OBJETIVO DO EXERCÍCIO: Pode reproduzir sem alterações todas as linhas do material abaixo, deixando as imagens de fora?

MATERIAL FORNECIDO:

● ● ● ● ●

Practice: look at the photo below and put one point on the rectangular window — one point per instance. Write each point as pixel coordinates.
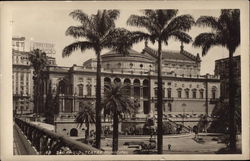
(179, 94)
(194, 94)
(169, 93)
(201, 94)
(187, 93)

● ● ● ● ●

RESPOSTA À TAREFA:
Practice: look at the photo below and put one point on the rectangular window — one point per instance. Write each point as pixel coordinates.
(179, 94)
(194, 94)
(169, 93)
(201, 94)
(187, 93)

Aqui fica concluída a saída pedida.